* _Text provided_:
________
Finally, identify the file to scrape the data from. I've put up a file at http://www.ericrochester.com/clj-data-analysis/data/small-sample-table.html, which looks like the following:

It's intentionally stripped down, and it makes use of tables for layout (hence the comment about 1999).

How to do it…

  1. Since this task is a little complicated, let's pull the steps out into several functions:

    (defn to-keyword
      "This takes a string and returns a normalized keyword."
      [input]
      (-> input
        string/lower-case
        (string/replace \space \-)
        keyword))
    
    (defn load-data
      "This loads the data from a table at a URL."
      [url]
      (let [html (html/html-resource (URL. url))
            table (html/select html [:table#data])
            headers (->>
                      (html/select table [:tr :th])
                      (map html/text)
                      (map to-keyword)
                      vec)
            rows (->> (html/select table [:tr])
                   (map #(html/select % [:td]))
                   (map #(map html/text %))
________
* _Data excerpts_:

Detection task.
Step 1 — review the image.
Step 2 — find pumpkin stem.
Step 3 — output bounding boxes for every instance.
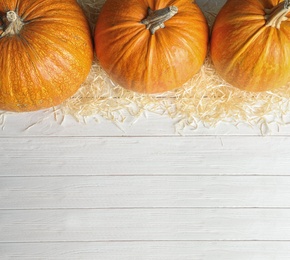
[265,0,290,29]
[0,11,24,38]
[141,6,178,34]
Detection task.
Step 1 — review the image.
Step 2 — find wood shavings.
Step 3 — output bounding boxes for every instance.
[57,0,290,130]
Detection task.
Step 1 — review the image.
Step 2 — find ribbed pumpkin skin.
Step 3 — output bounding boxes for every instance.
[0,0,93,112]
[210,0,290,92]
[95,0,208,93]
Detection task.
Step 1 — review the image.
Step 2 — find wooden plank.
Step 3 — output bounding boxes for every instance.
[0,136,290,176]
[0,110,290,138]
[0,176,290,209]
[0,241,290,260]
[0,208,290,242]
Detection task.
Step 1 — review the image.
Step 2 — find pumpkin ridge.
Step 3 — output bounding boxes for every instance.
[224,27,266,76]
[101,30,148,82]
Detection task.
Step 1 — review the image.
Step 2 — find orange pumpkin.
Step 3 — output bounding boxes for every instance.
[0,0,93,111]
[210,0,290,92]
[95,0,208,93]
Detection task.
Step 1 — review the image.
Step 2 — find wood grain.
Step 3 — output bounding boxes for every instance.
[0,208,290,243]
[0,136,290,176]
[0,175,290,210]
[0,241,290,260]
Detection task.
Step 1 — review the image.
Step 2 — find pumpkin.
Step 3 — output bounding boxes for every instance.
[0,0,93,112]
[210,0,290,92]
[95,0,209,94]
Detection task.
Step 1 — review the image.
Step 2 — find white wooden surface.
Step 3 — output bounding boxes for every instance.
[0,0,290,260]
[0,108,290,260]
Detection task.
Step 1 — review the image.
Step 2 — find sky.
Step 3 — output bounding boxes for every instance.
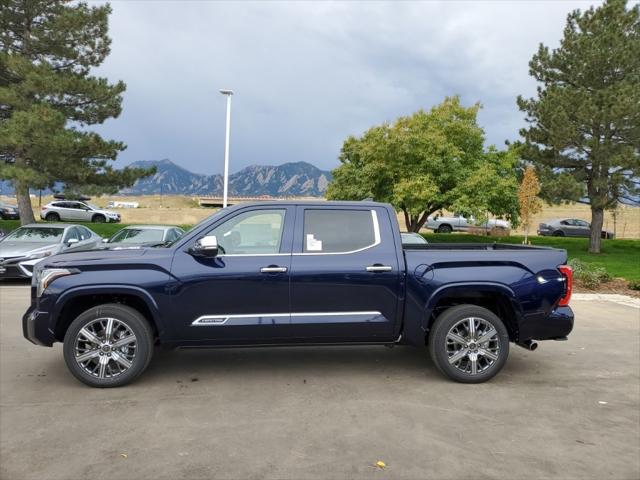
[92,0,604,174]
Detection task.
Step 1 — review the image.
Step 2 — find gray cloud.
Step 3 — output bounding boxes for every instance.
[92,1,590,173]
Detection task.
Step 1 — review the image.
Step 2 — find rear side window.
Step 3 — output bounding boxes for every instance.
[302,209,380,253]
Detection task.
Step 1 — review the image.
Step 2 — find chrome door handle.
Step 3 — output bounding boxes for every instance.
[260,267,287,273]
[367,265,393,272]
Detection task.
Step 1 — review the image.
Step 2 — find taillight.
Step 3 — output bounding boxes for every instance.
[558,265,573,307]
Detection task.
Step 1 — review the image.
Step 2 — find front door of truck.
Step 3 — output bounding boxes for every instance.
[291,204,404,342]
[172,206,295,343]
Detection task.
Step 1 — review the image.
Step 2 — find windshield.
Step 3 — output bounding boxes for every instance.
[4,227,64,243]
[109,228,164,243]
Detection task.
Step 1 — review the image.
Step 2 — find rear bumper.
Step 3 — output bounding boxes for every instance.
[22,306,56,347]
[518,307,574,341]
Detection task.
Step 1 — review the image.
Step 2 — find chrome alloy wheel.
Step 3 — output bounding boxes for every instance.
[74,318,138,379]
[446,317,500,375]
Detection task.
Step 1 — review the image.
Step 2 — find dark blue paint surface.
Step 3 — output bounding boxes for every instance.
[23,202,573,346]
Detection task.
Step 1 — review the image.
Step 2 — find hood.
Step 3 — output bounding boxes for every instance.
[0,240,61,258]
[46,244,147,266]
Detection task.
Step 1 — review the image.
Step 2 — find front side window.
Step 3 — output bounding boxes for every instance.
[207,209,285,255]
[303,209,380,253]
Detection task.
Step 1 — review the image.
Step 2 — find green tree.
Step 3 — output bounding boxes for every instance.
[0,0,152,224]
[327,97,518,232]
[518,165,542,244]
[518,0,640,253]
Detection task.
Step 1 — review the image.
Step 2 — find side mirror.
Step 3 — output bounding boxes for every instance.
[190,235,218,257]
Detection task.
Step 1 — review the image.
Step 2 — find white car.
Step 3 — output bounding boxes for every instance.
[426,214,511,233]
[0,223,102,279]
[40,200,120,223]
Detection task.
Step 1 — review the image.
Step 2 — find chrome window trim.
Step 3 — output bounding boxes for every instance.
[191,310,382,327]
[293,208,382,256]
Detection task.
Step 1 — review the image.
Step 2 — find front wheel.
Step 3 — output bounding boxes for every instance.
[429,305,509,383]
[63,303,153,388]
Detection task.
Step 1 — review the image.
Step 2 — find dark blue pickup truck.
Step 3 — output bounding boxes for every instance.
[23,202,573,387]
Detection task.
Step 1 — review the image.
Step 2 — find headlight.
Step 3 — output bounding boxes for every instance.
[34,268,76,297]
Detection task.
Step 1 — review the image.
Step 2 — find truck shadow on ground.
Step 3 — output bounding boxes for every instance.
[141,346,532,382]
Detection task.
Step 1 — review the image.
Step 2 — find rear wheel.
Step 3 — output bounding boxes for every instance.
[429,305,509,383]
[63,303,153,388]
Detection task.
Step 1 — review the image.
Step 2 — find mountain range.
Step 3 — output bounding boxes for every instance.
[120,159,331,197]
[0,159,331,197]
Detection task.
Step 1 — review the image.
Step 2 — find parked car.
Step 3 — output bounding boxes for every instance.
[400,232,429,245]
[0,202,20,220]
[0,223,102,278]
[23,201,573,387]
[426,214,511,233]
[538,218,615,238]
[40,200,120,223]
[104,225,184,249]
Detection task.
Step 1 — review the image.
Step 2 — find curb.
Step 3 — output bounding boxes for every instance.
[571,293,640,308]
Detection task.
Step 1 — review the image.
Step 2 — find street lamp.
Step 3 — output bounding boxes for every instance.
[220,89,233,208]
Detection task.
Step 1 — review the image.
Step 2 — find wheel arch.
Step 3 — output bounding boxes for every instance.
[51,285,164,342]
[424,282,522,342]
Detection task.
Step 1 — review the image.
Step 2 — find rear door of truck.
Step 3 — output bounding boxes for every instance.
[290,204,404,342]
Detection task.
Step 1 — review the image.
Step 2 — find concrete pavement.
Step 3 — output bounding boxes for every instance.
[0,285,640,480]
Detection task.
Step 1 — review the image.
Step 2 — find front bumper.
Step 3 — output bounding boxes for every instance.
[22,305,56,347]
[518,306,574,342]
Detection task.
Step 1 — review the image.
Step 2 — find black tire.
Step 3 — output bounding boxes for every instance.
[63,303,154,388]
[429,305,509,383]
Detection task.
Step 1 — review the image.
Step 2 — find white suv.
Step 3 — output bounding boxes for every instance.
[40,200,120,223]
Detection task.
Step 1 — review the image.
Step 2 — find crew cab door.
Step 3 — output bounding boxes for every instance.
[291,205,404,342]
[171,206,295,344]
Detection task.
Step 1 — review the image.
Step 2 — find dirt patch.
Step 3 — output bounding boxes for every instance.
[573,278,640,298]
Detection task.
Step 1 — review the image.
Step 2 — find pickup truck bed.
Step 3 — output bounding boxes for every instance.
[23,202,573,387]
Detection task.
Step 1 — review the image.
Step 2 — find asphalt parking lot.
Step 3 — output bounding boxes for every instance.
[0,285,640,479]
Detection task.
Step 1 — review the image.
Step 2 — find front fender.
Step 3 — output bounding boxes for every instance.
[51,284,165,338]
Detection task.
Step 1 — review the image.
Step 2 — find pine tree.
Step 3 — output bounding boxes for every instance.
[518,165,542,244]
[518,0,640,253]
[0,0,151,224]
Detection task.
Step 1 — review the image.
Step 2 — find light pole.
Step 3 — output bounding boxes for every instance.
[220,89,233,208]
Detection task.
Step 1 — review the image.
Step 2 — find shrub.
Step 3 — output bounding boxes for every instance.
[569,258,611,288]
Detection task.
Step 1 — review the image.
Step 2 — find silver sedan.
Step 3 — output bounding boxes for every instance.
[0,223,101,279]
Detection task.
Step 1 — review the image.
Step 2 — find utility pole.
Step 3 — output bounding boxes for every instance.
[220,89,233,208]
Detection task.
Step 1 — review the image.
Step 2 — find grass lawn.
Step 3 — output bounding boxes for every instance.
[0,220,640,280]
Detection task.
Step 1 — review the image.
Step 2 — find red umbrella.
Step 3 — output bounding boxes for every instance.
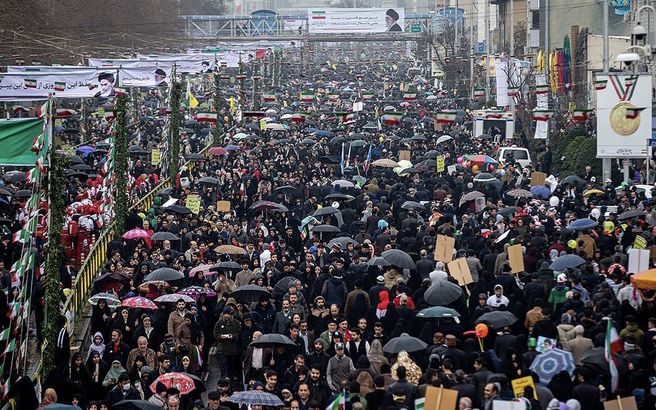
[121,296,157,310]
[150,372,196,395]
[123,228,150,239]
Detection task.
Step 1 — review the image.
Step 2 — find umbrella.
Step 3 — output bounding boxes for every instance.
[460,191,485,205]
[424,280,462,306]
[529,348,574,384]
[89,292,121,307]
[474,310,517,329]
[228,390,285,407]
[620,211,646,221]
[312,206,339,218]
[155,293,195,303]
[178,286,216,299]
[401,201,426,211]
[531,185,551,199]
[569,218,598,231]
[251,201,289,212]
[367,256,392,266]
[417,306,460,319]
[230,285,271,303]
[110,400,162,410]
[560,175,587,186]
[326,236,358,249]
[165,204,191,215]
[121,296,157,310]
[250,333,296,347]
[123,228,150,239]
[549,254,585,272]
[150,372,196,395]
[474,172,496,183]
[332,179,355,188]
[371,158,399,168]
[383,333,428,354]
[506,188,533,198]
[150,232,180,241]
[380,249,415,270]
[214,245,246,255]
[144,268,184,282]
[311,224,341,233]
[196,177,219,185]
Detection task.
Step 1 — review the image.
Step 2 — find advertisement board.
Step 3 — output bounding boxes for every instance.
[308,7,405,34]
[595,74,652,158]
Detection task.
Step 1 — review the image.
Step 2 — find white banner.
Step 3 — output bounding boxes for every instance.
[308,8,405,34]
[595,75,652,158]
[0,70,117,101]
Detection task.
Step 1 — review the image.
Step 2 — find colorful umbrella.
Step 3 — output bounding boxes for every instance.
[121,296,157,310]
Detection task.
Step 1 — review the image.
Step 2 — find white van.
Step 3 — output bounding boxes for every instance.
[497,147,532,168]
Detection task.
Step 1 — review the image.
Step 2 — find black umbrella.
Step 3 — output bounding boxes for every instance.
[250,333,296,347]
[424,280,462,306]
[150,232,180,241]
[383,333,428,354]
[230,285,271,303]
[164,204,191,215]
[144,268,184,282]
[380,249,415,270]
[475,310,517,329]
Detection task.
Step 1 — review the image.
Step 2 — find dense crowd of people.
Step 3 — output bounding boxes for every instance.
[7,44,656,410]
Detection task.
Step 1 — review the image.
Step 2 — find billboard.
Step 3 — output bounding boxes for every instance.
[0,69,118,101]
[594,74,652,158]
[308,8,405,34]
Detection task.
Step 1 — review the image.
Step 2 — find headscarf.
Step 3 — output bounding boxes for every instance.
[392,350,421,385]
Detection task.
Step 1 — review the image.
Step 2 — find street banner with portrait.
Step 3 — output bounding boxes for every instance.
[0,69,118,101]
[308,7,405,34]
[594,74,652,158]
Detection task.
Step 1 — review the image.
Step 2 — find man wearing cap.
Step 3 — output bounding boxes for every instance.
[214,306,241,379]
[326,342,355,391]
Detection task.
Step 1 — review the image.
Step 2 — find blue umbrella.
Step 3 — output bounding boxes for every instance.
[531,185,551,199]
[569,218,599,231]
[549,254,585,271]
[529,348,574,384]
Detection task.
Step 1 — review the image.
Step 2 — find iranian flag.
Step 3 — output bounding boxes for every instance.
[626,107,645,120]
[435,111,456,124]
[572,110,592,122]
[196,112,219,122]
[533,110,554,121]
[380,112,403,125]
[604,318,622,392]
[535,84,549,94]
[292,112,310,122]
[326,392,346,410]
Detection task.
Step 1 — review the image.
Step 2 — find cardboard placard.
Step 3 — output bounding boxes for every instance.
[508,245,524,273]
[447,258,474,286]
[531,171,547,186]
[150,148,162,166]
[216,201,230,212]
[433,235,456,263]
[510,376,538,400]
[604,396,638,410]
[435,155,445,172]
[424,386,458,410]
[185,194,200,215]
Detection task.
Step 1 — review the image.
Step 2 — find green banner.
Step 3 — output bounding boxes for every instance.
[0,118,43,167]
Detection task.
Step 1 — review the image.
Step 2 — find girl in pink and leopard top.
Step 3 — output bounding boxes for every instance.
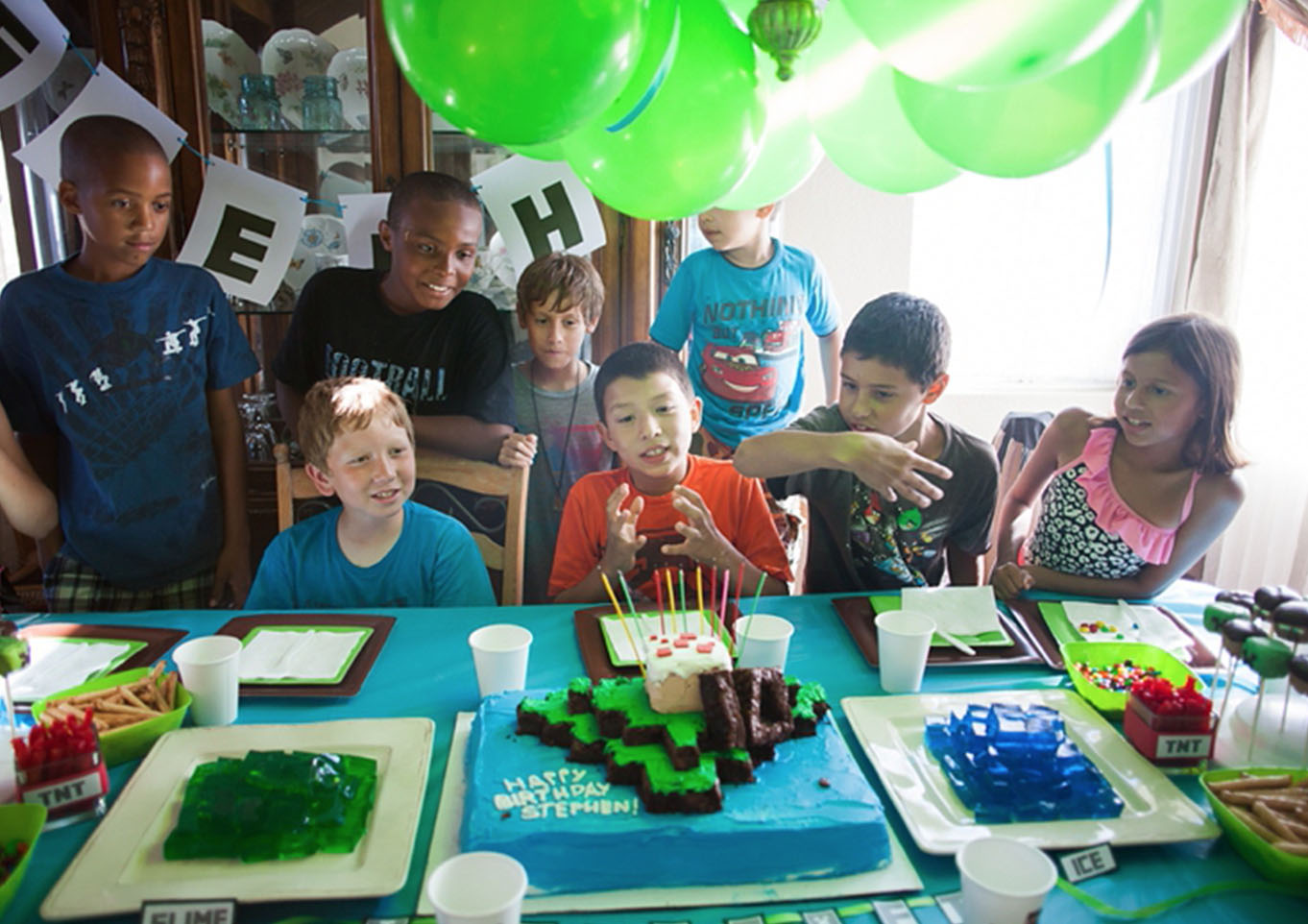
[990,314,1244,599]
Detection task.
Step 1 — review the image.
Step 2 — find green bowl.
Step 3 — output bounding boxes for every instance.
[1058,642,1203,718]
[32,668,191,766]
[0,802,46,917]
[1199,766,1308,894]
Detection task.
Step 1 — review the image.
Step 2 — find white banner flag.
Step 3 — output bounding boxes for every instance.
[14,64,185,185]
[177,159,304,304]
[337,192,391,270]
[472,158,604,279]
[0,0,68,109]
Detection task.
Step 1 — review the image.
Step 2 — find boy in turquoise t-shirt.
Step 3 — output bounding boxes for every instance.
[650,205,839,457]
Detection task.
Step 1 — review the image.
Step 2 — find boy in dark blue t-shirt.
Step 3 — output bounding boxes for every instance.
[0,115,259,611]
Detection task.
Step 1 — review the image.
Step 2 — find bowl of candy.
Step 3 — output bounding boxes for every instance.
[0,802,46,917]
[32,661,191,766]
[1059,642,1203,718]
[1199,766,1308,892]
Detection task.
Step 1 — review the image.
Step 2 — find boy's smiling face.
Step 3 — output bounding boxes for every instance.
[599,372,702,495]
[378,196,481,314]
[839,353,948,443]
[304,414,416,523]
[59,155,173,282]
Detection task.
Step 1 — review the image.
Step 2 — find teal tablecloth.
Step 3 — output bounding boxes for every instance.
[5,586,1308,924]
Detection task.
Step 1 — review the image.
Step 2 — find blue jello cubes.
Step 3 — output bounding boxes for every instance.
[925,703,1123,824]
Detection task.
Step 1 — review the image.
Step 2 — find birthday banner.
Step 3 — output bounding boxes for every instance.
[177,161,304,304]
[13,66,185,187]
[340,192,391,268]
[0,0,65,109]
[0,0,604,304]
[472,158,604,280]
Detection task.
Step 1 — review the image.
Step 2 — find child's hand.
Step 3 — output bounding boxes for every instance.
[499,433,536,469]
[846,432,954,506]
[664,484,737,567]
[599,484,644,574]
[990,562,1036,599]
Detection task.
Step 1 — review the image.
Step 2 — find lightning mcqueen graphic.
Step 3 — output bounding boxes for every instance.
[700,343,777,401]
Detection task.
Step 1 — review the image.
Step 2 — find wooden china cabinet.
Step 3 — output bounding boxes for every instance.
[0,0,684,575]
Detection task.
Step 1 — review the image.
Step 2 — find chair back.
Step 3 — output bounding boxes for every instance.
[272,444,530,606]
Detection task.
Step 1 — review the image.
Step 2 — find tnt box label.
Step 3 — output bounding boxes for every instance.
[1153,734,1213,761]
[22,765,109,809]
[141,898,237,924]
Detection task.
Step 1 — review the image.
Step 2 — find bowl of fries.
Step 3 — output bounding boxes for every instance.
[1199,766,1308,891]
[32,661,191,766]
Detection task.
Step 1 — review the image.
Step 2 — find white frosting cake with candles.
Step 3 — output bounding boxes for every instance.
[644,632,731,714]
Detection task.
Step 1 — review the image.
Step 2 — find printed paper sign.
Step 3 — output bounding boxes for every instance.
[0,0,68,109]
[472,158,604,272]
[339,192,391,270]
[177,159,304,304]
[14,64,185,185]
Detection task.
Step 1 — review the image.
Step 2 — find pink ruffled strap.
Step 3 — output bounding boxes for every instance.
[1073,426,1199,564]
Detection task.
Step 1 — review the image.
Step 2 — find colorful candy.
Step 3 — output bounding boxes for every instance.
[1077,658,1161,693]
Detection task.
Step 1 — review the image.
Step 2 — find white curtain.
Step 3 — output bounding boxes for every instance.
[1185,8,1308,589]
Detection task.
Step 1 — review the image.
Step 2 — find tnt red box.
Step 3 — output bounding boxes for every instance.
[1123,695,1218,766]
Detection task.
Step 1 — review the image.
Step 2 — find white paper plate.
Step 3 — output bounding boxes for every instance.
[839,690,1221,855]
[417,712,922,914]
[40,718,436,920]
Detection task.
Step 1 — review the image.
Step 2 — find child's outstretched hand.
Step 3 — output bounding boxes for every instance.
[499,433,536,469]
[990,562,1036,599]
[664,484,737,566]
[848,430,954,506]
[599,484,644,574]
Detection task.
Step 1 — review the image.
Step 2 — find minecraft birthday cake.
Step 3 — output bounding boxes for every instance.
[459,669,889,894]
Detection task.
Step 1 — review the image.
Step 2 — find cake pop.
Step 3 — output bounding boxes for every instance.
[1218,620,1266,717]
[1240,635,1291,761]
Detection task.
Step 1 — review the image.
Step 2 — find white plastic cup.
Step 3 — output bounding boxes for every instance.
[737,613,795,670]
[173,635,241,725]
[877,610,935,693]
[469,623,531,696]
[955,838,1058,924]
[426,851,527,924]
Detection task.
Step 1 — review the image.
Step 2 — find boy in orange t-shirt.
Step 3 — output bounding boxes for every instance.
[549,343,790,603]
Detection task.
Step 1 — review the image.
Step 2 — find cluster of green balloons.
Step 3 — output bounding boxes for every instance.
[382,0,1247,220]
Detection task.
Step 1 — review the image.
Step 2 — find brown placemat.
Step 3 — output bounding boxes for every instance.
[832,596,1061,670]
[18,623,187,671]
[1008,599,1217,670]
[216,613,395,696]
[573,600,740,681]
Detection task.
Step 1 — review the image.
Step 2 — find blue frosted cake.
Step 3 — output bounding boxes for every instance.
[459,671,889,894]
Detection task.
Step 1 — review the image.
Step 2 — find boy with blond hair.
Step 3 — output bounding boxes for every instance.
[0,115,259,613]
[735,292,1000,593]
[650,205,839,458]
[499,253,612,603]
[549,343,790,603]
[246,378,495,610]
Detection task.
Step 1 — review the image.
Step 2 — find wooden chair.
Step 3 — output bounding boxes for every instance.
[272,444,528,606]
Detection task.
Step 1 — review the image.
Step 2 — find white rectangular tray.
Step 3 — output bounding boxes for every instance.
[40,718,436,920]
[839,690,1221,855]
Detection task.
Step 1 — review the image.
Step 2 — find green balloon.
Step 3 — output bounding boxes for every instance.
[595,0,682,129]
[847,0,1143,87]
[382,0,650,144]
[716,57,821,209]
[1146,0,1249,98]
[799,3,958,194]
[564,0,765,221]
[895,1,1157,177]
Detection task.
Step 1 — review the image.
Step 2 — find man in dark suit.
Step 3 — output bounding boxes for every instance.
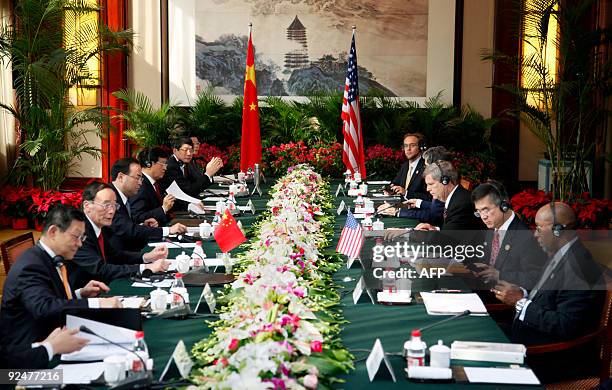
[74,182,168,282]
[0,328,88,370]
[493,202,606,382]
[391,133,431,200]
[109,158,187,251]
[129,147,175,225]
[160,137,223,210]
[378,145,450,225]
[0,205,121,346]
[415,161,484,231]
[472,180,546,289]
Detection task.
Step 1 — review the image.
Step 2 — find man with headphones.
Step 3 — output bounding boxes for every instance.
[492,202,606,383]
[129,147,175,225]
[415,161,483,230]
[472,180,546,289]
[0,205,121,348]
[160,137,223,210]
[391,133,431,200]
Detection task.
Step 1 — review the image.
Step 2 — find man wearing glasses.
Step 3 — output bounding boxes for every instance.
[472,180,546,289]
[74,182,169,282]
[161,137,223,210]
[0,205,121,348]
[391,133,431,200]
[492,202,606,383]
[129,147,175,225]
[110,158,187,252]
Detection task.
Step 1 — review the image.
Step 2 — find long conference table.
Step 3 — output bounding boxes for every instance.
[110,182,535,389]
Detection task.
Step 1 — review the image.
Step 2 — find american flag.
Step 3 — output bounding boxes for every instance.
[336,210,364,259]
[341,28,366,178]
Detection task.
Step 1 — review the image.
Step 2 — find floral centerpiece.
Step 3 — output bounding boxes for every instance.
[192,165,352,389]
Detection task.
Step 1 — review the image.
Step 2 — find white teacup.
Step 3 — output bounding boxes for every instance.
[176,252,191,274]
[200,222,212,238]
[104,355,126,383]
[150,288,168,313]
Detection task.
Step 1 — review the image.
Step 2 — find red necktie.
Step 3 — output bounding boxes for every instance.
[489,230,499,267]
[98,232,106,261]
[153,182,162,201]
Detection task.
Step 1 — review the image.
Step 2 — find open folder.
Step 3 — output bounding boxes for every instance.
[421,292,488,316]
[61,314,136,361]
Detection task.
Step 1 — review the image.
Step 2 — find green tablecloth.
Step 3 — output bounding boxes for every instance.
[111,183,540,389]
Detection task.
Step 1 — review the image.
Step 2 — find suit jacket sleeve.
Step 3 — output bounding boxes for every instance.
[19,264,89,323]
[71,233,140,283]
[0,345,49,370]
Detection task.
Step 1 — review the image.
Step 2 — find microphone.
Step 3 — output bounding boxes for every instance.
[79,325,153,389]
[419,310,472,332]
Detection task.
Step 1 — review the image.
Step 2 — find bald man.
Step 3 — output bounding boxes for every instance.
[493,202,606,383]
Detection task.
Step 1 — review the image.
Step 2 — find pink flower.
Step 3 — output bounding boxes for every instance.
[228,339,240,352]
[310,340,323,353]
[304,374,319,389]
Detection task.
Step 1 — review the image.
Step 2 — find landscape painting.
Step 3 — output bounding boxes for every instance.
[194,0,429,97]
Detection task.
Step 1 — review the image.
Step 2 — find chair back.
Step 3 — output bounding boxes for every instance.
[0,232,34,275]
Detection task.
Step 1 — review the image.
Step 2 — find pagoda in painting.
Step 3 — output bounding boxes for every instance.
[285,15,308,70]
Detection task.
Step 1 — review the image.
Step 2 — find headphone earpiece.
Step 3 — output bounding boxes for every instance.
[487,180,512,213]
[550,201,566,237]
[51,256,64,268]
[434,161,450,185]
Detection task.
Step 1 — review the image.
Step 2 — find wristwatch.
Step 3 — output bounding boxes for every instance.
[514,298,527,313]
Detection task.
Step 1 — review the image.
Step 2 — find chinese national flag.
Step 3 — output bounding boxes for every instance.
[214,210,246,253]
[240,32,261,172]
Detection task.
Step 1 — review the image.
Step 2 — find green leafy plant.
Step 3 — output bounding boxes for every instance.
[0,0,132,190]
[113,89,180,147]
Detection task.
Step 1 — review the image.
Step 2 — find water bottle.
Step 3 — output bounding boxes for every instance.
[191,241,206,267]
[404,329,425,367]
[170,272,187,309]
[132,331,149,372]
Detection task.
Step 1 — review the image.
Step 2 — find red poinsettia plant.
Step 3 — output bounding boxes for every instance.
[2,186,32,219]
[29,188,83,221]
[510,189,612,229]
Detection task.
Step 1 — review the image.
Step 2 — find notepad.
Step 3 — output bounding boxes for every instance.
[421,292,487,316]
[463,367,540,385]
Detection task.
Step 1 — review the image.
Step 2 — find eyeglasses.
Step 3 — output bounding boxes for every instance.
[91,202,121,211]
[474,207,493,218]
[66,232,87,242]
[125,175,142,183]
________
* _What you should do_: Continue the walkthrough on scraping an HTML table with Clojure from its last line of code onward.

* _Result for this task_:
                   (filter seq))]
        (dataset headers rows)))
  2. Now, call load-data with the URL you want to load data from:

    user=> (load-data (str "http://www.ericrochester.com/"
      #_=>   "clj-data-analysis/data/small-sample-table.html "))
    [:given-name :surname :relation]
    ["Gomez" "Addams" "father"]
    ["Morticia" "Addams" "mother"]
    ["Pugsley" "Addams" "brother"]
    ["Wednesday" "Addams" "sister"]
    …

How it works…

The let bindings in load-data tell the story here. Let's take them one by one.

The first binding has Enlive download the resource and parse it into its internal representation:

  (let [html (html/html-resource (URL. url))

The next binding selects the table with the ID data:

        table (html/select html [:table#data])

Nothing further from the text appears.